◆ DATA FOR THIS EXERCISE

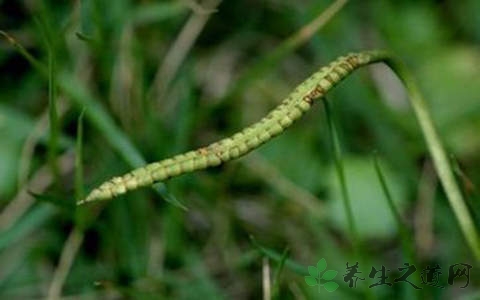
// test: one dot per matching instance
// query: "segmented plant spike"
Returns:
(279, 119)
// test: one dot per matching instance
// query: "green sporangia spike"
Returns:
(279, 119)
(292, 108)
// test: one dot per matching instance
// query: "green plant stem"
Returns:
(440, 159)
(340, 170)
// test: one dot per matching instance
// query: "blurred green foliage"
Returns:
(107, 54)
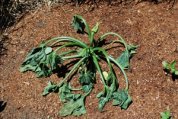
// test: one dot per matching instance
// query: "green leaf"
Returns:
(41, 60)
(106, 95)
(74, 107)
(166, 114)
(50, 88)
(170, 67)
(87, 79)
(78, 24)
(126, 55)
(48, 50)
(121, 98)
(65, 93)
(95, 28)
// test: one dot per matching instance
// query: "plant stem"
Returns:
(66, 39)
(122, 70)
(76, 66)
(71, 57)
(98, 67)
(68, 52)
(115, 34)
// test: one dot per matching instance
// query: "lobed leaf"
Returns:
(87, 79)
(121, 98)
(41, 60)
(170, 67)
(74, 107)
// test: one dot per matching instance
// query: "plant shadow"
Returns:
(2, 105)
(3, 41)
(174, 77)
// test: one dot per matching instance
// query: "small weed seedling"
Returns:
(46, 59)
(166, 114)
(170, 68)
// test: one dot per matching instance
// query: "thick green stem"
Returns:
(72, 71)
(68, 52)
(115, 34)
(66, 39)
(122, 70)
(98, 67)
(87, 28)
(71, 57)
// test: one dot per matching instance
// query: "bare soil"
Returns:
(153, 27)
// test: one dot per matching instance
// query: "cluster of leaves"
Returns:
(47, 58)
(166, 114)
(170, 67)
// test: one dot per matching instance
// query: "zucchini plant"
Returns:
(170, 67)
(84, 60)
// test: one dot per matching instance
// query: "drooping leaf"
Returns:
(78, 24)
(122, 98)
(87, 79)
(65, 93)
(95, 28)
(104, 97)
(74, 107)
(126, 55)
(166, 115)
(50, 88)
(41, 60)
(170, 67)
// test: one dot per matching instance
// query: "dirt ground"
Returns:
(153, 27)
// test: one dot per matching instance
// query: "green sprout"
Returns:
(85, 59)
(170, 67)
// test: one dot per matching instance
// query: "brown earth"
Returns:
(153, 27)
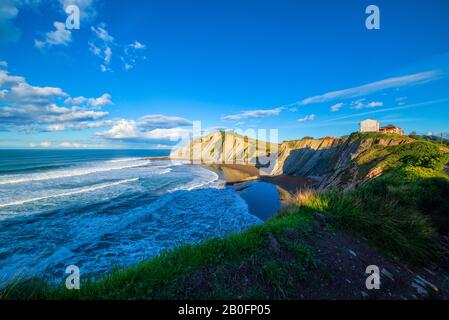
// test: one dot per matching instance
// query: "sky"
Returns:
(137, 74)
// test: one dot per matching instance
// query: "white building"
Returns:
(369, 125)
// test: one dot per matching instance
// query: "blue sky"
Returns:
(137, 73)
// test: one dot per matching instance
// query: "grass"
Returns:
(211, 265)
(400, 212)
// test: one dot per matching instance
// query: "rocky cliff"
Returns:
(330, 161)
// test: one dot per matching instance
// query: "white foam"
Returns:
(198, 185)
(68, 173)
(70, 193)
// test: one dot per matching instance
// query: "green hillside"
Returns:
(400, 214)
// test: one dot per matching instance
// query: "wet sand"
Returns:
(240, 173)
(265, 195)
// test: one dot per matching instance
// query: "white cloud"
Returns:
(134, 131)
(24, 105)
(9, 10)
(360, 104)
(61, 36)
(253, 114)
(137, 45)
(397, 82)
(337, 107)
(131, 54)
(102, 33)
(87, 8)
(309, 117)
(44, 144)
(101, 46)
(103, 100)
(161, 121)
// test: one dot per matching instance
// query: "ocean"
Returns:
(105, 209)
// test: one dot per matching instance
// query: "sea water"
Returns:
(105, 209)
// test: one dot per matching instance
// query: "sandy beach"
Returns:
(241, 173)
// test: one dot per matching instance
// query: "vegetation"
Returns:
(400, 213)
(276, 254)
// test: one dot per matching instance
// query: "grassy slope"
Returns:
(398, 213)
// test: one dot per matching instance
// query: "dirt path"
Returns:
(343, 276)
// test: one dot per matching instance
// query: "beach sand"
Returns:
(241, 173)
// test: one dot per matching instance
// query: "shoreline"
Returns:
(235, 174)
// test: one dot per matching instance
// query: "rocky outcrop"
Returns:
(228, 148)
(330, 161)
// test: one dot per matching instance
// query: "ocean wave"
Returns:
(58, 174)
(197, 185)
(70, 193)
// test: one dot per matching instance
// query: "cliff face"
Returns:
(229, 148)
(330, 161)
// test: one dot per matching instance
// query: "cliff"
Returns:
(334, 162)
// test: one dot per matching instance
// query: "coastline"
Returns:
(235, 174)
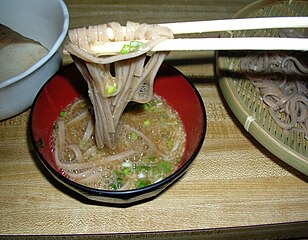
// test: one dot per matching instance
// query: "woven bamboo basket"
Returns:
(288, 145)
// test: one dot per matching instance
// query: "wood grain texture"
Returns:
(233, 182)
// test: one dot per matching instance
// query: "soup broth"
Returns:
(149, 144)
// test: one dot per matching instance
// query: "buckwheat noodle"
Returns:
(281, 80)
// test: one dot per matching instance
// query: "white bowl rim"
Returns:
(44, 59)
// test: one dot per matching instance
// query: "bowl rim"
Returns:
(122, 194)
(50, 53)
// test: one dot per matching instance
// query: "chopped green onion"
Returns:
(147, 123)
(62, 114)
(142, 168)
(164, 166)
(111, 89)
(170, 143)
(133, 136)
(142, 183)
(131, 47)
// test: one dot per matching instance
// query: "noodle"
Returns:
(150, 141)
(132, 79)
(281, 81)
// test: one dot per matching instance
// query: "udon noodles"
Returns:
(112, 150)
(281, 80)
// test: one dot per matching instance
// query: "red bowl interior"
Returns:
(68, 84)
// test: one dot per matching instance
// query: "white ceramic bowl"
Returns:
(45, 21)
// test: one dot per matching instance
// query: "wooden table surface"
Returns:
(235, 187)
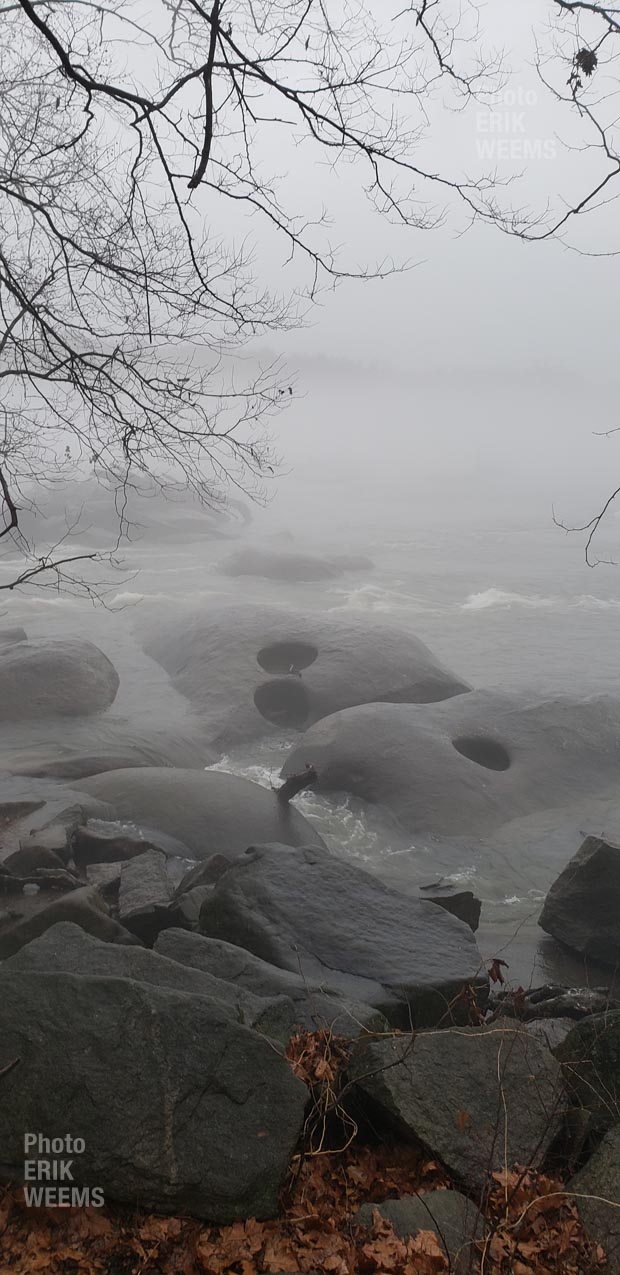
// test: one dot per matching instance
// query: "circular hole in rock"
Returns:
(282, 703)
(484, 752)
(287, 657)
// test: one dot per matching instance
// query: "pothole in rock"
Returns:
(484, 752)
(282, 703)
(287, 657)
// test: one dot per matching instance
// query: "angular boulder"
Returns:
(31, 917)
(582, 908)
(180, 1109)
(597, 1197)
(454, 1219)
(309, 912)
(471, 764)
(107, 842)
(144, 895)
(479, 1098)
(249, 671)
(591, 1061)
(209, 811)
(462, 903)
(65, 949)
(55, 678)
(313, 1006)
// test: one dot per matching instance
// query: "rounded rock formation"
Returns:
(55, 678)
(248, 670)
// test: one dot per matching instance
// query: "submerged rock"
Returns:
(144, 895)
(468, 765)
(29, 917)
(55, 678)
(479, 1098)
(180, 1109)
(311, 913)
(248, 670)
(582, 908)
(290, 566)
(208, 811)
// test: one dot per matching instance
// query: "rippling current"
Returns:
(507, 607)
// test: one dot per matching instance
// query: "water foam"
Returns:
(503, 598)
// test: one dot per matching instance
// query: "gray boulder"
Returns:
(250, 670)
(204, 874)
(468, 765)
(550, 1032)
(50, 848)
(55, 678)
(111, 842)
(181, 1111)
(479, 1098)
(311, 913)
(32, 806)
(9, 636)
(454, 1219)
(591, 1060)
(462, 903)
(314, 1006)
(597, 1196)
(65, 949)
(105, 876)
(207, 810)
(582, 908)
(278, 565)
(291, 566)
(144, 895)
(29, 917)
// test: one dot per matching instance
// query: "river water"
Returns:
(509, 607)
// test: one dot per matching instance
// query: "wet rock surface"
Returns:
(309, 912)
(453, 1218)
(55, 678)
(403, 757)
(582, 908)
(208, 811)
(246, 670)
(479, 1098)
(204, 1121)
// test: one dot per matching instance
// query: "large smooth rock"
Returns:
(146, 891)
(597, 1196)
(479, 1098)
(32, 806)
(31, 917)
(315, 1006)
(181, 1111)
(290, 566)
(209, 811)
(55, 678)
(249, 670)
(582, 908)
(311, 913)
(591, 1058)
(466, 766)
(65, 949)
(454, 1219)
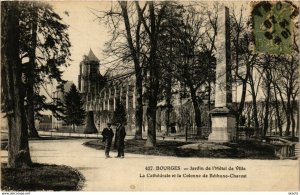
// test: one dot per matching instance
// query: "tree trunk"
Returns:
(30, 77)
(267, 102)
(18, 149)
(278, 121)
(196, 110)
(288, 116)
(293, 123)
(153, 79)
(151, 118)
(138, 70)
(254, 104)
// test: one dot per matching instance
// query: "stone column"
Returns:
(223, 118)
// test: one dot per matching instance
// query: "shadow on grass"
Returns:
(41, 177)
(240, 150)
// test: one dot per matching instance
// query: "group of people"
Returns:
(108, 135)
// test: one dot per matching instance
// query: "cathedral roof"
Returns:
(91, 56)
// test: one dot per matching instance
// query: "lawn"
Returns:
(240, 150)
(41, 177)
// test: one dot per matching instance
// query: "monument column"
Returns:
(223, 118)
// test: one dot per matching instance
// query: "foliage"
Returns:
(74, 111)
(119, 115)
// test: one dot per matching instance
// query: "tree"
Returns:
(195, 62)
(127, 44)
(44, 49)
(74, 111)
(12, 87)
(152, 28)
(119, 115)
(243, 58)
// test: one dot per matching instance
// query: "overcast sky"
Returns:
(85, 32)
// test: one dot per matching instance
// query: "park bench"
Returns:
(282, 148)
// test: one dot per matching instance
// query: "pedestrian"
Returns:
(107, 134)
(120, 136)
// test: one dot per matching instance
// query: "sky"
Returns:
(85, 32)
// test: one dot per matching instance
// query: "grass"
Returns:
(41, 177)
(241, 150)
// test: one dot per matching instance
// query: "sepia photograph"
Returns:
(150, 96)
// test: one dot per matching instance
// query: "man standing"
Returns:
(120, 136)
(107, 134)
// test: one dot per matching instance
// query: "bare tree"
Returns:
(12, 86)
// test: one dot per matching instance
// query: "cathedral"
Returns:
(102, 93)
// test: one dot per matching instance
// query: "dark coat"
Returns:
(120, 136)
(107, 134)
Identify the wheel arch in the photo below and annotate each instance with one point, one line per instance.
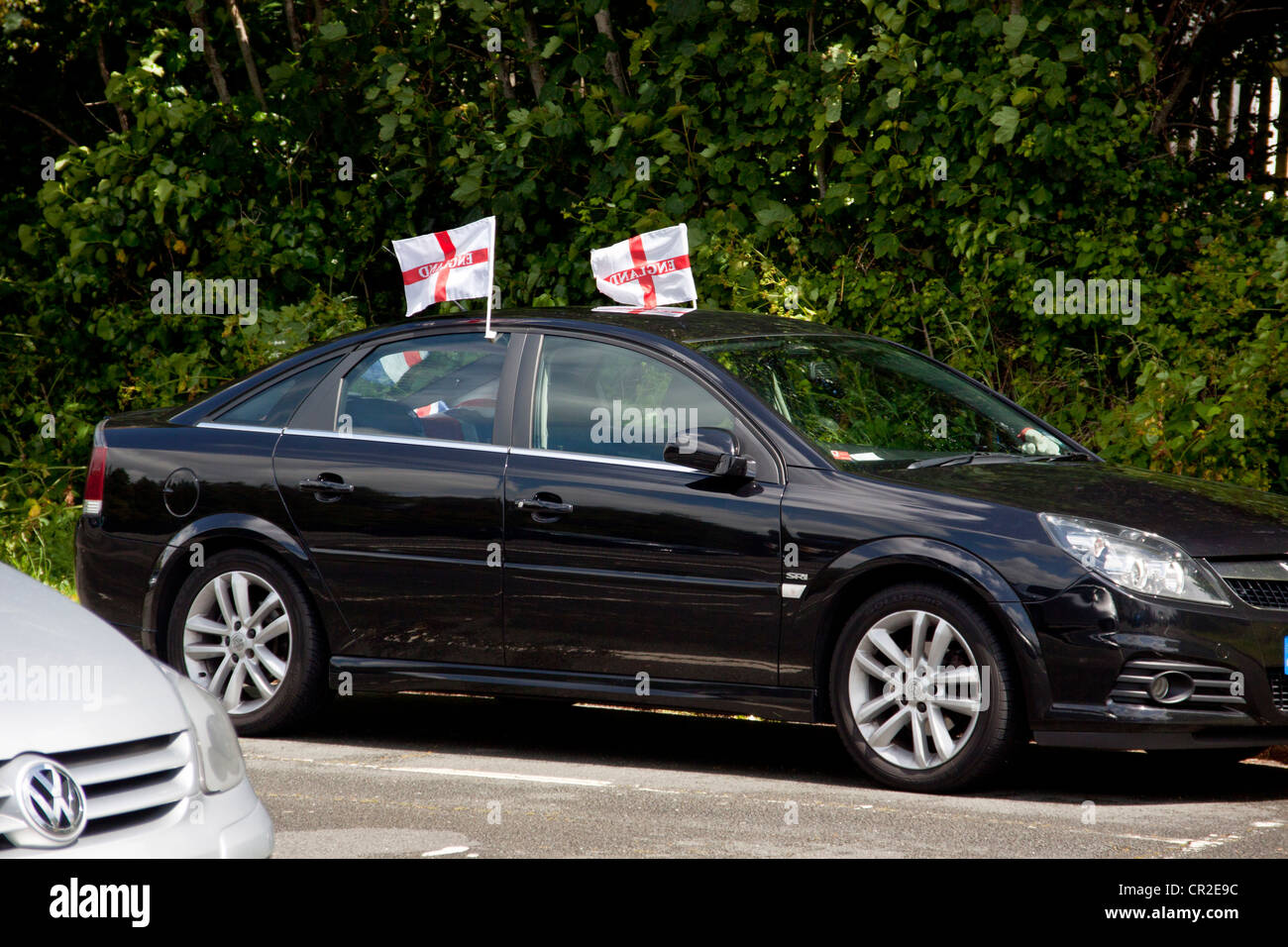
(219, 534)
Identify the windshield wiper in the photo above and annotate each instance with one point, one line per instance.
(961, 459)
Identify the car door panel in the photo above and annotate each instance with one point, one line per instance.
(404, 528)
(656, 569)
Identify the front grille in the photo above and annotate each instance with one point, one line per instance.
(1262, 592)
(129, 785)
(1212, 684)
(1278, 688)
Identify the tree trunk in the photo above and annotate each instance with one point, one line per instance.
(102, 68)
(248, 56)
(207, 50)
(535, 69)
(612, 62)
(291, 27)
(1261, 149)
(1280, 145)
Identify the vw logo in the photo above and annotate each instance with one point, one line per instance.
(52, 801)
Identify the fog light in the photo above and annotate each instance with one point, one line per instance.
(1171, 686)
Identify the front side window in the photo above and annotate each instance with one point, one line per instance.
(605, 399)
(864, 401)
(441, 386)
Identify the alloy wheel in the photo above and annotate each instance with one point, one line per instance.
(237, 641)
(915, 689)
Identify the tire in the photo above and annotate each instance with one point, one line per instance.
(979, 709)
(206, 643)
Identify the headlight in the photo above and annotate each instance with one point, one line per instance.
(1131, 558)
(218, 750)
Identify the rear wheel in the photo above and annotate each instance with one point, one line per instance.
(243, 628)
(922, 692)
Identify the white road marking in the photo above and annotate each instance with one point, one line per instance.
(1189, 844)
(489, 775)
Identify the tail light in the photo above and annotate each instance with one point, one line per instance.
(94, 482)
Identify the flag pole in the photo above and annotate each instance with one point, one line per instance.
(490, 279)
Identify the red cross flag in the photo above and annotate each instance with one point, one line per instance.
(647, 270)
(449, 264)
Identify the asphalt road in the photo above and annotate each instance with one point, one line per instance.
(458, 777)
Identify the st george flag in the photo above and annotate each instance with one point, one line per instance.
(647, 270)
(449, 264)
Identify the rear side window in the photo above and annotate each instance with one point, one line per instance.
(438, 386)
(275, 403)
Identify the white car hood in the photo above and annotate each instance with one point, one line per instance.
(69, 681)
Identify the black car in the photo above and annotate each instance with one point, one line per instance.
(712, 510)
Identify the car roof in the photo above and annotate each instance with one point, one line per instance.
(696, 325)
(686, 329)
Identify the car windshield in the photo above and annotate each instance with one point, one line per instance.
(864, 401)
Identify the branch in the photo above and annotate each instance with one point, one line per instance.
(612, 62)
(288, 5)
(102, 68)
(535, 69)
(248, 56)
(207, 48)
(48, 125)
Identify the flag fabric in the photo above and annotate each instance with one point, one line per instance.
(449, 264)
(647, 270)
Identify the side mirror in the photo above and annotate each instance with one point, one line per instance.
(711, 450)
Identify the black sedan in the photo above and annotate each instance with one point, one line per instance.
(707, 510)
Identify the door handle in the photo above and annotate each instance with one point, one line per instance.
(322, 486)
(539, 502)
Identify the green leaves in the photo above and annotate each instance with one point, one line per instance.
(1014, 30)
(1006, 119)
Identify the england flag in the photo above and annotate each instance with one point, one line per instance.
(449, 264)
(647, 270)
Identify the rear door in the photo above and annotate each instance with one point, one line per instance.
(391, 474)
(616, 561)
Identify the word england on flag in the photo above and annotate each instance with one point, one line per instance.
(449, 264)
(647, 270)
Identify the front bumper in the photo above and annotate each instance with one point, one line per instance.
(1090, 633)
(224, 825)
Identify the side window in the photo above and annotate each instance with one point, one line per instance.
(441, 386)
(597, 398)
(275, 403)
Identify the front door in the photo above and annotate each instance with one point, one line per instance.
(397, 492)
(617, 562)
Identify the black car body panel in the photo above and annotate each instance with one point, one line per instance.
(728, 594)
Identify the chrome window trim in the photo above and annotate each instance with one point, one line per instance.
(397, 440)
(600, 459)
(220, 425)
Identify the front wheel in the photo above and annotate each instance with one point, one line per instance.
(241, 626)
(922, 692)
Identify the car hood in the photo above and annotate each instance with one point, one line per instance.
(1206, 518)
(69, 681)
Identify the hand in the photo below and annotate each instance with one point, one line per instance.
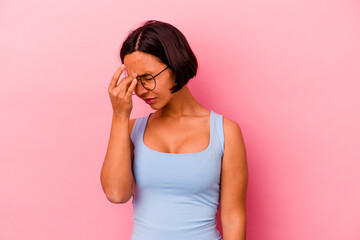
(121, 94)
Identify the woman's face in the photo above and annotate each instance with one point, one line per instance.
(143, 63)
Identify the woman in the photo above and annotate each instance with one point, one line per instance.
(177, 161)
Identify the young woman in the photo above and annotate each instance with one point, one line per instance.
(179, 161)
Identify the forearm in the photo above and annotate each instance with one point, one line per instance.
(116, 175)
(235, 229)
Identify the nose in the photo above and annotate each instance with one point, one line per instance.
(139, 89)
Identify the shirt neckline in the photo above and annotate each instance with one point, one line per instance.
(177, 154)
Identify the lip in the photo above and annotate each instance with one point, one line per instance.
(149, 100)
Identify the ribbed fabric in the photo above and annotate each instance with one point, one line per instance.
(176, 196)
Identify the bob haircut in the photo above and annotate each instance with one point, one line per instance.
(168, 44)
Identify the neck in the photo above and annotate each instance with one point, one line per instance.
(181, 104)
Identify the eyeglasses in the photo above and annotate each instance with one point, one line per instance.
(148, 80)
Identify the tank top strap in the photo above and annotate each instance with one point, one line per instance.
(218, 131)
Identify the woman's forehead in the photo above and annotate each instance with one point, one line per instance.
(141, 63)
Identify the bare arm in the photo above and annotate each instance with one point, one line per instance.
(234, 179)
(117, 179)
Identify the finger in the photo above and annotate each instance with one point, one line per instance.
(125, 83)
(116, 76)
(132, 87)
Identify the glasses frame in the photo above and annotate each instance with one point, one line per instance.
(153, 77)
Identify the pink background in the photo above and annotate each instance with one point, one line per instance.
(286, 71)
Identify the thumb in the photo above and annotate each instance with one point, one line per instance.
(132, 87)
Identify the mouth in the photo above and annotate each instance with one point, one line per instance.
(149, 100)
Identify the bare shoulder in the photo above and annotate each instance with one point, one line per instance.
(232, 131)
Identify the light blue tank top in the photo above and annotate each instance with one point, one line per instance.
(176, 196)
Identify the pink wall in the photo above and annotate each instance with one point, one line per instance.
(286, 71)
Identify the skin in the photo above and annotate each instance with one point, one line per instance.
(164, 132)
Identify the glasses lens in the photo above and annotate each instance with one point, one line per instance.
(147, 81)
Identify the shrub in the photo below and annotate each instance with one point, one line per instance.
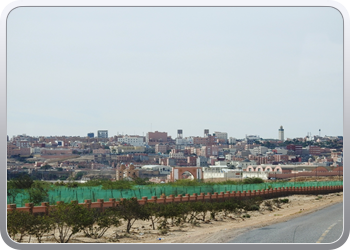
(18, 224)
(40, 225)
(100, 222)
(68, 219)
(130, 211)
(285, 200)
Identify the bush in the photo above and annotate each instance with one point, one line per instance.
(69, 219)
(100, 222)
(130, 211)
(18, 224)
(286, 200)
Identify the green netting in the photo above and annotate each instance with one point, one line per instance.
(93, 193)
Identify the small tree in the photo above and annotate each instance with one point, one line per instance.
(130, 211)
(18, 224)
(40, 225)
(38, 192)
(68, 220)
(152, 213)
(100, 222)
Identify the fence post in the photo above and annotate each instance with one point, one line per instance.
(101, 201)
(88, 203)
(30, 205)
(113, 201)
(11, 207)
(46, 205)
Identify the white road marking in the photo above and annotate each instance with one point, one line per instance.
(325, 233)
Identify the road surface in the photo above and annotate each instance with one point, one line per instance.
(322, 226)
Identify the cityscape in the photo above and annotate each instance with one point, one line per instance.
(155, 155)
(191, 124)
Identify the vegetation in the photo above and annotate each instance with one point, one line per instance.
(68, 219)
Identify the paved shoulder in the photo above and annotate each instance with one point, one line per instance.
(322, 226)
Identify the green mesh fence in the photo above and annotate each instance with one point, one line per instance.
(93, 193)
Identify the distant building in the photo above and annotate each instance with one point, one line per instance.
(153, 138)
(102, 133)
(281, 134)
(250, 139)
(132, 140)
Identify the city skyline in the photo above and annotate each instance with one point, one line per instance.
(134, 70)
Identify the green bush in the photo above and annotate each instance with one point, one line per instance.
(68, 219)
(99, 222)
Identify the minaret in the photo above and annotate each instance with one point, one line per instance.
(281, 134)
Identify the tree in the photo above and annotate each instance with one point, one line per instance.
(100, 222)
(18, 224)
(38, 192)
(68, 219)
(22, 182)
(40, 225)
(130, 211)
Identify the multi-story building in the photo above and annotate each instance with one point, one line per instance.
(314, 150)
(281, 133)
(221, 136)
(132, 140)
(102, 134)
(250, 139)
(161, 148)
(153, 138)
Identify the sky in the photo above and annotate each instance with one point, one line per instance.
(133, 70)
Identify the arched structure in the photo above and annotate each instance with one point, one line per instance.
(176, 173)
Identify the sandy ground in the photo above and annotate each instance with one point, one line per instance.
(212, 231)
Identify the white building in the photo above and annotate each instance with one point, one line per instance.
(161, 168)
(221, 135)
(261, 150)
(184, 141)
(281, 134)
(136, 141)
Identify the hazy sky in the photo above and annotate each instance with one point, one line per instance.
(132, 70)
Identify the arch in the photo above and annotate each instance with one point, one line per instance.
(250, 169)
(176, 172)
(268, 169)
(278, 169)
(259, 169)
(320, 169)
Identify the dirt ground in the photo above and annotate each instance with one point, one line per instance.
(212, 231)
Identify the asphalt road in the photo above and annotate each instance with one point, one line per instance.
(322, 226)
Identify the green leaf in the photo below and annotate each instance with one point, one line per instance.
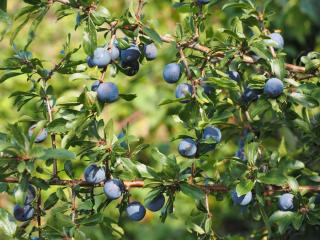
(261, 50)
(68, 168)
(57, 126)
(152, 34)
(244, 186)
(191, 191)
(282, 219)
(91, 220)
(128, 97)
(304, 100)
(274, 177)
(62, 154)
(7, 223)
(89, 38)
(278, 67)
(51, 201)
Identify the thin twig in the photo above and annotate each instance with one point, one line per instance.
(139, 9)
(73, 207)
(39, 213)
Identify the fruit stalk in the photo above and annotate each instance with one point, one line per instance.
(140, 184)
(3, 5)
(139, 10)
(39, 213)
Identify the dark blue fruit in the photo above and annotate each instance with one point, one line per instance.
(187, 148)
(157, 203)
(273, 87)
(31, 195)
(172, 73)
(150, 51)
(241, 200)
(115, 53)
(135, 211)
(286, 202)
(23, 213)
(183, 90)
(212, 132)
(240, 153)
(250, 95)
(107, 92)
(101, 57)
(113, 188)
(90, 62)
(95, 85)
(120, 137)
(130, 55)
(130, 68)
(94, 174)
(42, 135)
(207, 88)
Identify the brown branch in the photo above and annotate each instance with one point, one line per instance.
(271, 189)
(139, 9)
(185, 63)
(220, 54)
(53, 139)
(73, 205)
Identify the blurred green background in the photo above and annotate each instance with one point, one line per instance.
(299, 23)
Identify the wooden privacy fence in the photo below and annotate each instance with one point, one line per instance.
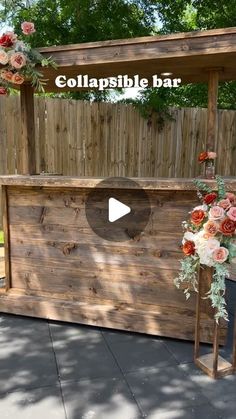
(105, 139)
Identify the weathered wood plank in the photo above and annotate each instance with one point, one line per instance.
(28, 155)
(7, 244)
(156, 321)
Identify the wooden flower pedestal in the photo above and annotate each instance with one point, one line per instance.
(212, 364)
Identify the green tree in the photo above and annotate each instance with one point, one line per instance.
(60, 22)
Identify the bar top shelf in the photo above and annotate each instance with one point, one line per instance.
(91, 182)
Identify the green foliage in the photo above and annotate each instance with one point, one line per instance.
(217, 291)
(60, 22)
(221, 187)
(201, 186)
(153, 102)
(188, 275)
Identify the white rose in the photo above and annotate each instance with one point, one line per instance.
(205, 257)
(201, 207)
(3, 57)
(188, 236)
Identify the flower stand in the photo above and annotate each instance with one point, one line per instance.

◆ WHAT THE TASK REQUIRES
I need every line of the material that includes "column", so please copy them out.

◆ EXERCISE RESULT
// query: "stone column"
// query: "monument column"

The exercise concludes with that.